Encodes a URL string using a Base64 variant with URL-specific modifications, as defined by RFC 4648.

Syntax¶

base64URLEncode(url)

Arguments¶

url: The URL string to encode. String.

Returns¶

A string containing the URL-safe Base64 encoded value. String.

Example¶

SELECT base64URLEncode('https://tinybird.com')

Result:

┌─base64URLEncode('https://tinybird.com')--─┐
│ aHR0cHM6Ly90aW55YmlyZC5jb20               │
└───────────────────────────────────────────┘

base64Decode¶

Decodes a Base64 encoded string according to RFC 4648. Throws an exception if the input is not a valid Base64 string.

Alias: FROM_BASE64.

Syntax¶

base64Decode(encoded)

Arguments¶

encoded: The Base64 encoded string to decode. String.

Returns¶

A string containing the decoded value. String.

Example¶

SELECT base64Decode('dGlueWJpcmQ=')

Result:

┌─base64Decode('dGlueWJpcmQ=')─┐
│ tinybird                     │
└──────────────────────────────┘

base64URLDecode¶

Decodes a URL-safe Base64 encoded string, applying URL-specific modifications as defined by RFC 4648. Throws an exception if the input is not a valid URL-safe Base64 string.

Syntax¶

base64URLDecode(encodedUrl)

Arguments¶

encodedURL: The URL-safe Base64 encoded string to decode. String.

Returns¶

A string containing the decoded URL value. String.

Example¶

SELECT base64URLDecode('aHR0cHM6Ly90aW55YmlyZC5jb20')

Result:

┌─base64URLDecode('aHR0cHM6Ly90aW55YmlyZC5jb20')─┐
│ https://tinybird.com                          │
└───────────────────────────────────────────────┘

tryBase64Decode¶

Decodes a Base64 encoded string. If the input is not a valid Base64 string, it returns an empty string instead of throwing an exception.

### RECORDED INFORMATION
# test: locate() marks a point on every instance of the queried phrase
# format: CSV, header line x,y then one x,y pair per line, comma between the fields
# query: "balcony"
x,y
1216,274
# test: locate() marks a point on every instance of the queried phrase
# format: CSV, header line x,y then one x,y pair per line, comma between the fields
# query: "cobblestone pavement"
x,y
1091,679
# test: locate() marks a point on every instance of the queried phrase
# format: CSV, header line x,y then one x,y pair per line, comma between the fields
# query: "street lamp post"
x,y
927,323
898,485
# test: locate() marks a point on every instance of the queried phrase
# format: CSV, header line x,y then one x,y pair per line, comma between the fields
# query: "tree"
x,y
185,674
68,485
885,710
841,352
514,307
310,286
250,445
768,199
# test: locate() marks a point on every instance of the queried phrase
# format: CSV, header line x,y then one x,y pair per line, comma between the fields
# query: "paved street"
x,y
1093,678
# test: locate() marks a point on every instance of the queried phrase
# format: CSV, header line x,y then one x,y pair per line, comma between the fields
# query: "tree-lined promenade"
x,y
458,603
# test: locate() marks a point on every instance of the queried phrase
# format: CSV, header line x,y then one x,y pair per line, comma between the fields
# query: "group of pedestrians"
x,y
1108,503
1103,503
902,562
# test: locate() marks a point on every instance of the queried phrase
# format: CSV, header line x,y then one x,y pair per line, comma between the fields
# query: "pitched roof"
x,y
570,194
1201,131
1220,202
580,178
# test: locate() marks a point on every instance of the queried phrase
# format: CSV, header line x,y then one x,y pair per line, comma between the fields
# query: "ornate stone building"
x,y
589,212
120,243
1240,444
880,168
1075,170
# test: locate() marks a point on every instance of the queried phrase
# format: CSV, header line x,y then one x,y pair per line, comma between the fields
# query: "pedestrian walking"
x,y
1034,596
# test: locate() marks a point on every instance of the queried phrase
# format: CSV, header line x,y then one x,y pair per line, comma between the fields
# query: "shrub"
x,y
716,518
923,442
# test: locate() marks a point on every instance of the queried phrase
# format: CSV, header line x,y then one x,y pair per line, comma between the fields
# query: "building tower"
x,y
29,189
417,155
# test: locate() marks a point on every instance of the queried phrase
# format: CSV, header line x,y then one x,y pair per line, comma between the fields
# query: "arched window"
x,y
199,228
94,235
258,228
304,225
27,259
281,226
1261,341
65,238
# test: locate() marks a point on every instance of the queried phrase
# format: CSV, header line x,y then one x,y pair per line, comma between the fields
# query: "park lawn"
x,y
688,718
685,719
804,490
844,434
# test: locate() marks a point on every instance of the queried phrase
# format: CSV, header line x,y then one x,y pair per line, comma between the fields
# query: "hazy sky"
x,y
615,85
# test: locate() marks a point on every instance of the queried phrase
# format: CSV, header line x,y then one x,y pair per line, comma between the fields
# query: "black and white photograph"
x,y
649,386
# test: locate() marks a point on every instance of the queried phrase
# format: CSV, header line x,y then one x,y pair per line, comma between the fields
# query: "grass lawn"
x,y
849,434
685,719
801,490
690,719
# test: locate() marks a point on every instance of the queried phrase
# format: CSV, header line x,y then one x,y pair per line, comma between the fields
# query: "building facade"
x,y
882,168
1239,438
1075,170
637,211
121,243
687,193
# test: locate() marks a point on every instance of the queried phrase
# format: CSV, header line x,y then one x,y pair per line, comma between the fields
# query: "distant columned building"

---

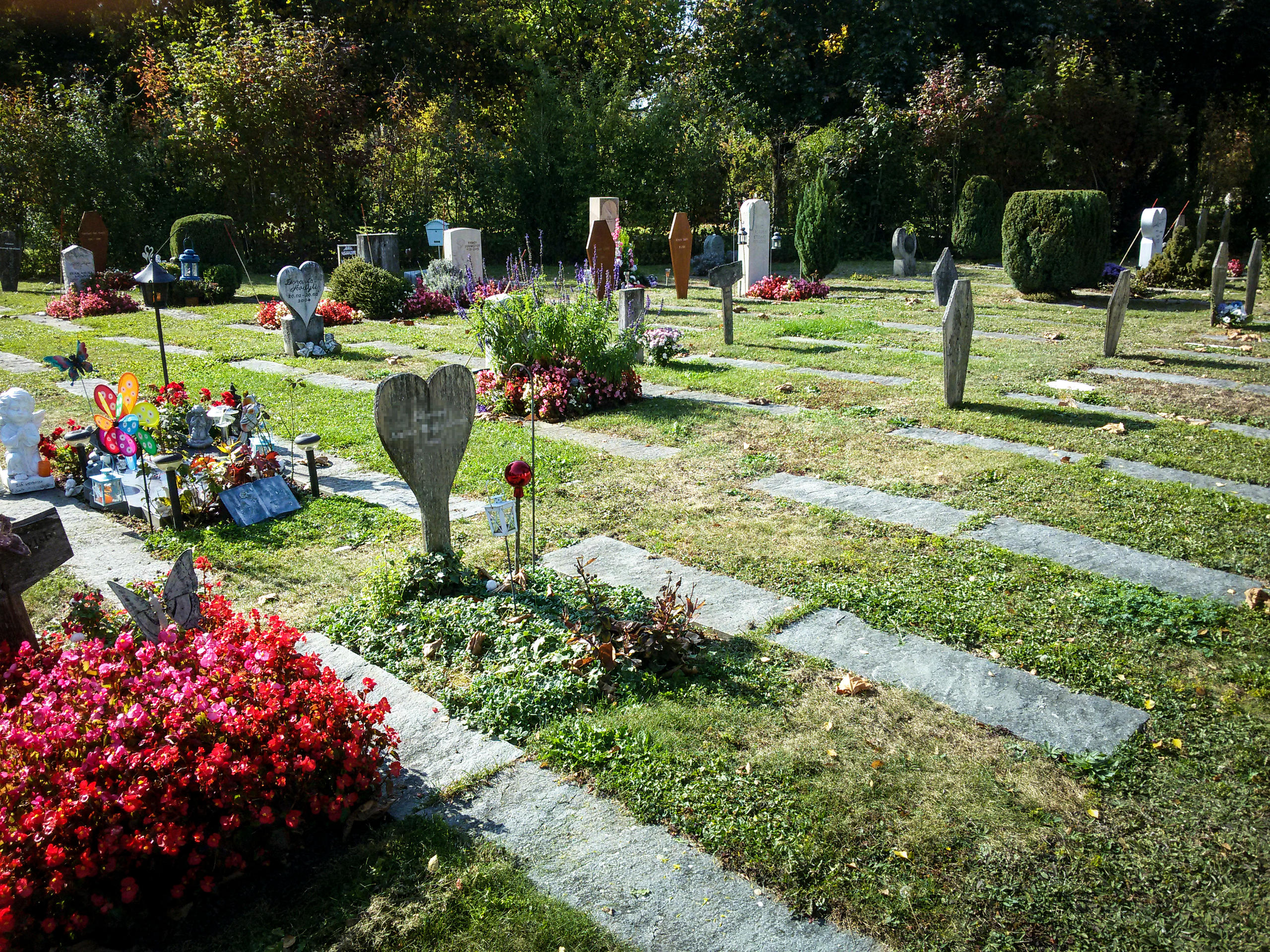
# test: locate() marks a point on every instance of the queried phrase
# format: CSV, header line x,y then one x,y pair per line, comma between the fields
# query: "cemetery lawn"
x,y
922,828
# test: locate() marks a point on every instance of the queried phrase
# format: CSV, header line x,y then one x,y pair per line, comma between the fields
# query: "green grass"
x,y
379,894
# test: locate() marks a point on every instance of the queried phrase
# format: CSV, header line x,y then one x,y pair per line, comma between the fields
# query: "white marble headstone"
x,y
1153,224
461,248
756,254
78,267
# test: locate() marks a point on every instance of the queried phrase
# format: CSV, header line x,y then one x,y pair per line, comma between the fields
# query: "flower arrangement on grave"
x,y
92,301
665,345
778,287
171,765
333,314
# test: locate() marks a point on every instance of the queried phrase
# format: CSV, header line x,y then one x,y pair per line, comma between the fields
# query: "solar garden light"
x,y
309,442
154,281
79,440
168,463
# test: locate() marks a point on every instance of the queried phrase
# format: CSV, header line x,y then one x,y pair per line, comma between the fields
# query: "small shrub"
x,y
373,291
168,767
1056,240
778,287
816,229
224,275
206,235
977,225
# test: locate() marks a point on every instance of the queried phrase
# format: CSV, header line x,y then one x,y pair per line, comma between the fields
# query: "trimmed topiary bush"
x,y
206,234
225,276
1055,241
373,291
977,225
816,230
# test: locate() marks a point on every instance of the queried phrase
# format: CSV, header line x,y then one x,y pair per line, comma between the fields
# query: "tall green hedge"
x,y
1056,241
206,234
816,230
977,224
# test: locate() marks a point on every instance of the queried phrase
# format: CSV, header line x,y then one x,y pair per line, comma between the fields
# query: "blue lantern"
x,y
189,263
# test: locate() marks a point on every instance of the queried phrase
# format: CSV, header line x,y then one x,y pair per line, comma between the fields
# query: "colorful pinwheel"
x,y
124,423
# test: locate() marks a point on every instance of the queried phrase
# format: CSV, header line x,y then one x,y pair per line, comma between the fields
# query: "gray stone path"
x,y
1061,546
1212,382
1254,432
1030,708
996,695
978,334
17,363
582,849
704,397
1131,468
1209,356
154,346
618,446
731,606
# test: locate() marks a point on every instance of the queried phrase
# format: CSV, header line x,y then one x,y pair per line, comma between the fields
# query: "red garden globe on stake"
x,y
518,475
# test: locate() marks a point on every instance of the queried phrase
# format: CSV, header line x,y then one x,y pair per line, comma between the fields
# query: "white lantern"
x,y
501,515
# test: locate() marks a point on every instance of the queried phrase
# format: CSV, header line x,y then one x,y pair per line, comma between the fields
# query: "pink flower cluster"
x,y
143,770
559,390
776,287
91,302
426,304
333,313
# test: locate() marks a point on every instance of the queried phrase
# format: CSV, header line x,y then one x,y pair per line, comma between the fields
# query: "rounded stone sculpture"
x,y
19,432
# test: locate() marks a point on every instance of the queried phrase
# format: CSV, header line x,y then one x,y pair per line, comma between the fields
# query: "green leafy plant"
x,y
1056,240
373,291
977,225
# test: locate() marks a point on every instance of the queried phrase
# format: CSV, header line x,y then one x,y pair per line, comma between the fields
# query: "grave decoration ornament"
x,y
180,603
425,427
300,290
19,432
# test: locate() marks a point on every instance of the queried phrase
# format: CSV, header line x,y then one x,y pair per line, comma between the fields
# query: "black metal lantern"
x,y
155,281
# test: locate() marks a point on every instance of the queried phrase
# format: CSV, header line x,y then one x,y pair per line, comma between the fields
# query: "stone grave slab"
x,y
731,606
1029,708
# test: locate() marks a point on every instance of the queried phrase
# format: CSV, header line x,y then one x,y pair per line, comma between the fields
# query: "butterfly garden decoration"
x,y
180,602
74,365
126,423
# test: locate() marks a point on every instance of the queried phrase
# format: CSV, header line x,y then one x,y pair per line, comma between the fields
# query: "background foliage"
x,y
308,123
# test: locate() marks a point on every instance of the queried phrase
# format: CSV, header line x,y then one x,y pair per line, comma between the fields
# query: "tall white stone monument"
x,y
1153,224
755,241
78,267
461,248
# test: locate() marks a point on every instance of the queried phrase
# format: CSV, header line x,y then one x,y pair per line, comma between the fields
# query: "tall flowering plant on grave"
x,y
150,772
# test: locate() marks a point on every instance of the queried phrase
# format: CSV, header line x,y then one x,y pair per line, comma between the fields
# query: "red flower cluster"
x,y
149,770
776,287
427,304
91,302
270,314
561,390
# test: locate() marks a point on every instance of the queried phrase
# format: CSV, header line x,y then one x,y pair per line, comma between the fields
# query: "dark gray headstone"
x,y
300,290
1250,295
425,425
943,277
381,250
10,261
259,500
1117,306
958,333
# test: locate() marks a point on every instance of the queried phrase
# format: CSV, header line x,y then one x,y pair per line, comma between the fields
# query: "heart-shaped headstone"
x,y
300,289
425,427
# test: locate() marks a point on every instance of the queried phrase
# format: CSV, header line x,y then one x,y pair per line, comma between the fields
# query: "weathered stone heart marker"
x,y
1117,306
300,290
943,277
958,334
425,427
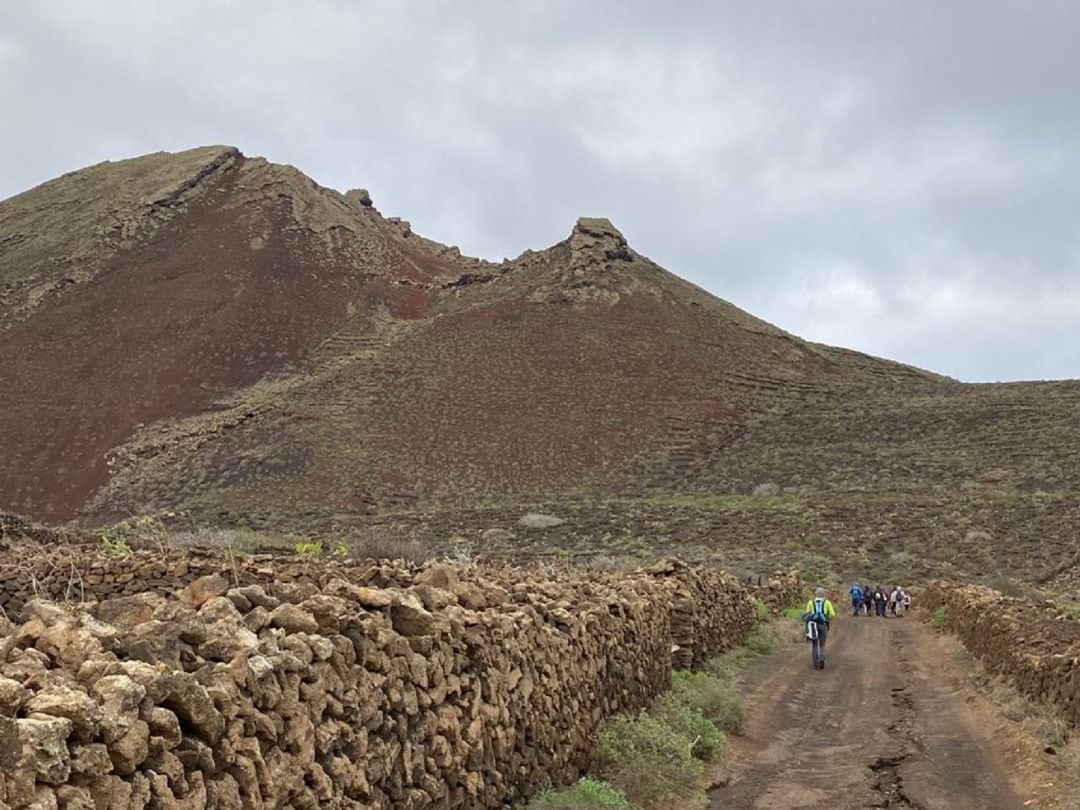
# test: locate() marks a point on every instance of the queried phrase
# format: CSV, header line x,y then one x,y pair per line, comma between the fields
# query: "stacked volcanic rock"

### DIRECTIONS
1. In the Base64 functions reference, what alias is given for base64Decode?
2. Write the next part of the Base64 functions reference, picking up right after its last sentence.

### EXERCISE ANSWERS
1. FROM_BASE64

2.
Syntax¶

tryBase64Decode(encoded)

Arguments¶

encoded: The Base64 encoded string to decode. String.

Returns¶

A string containing the decoded value, or an empty string if decoding fails. String.

Example¶

SELECT tryBase64Decode('dGlueWJpcmQ=') as res, tryBase64Decode('invalid') as res_invalid

Result:

┌─res────────┬─res_invalid─┐
│ tinybird   │             │
└────────────┴─────────────┘

tryBase64URLDecode¶

Decodes a URL-safe Base64 encoded string. If the input is not a valid URL-safe Base64 string, it returns an empty string instead of throwing an exception.

Syntax¶

tryBase64URLDecode(encodedUrl)

Arguments¶

encodedURL: The URL-safe Base64 encoded string to decode. String.

Returns¶

A string containing the decoded URL value, or an empty string if decoding fails. String.

Example¶

SELECT tryBase64URLDecode('aHR0cHM6Ly90aW55YmlyZC5jb20') as res, tryBase64URLDecode('aHR0cHM6Ly9jbGlja') as res_invalid

Result:

┌─res────────────────────┬─res_invalid─┐
│ https://tinybird.com   │             │
└────────────────────────┴─────────────┘

endsWith¶

Checks if a string ends with a specified suffix.

Syntax¶

endsWith(str, suffix)

Arguments¶

str: The string to check. String.
suffix: The suffix to look for. String.

Returns¶

1 if str ends with suffix, 0 otherwise. UInt8.

Example¶

SELECT endsWith('hello world', 'world')

Result:

┌─endsWith('hello world', 'world')─┐
│                                1 │
└──────────────────────────────────┘

endsWithUTF8¶

Checks if a UTF-8 encoded string ends with a specified suffix, performing the comparison based on Unicode characters rather than bytes.

Syntax¶

endsWithUTF8(str, suffix)

Arguments¶

str: The UTF-8 encoded string to check. String.
suffix: The UTF-8 encoded suffix to look for. String.

Returns¶

1 if str ends with suffix, 0 otherwise. UInt8.

Example¶

SELECT endsWithUTF8('中国', '\xbd'), endsWith('中国', '\xbd')

Result:

┌─endsWithUTF8('中国', '½')─┬─endsWith('中国', '½')─┐
│                        0 │                    1 │
└──────────────────────────┴──────────────────────┘

startsWith¶

Checks if a string begins with a specified prefix.

Syntax¶

startsWith(str, prefix)

Arguments¶

str: The string to check. String.
prefix: The prefix to look for. String.

Returns¶

1 if str starts with prefix, 0 otherwise. UInt8.

Example¶

SELECT startsWith('Spider-Man', 'Spi')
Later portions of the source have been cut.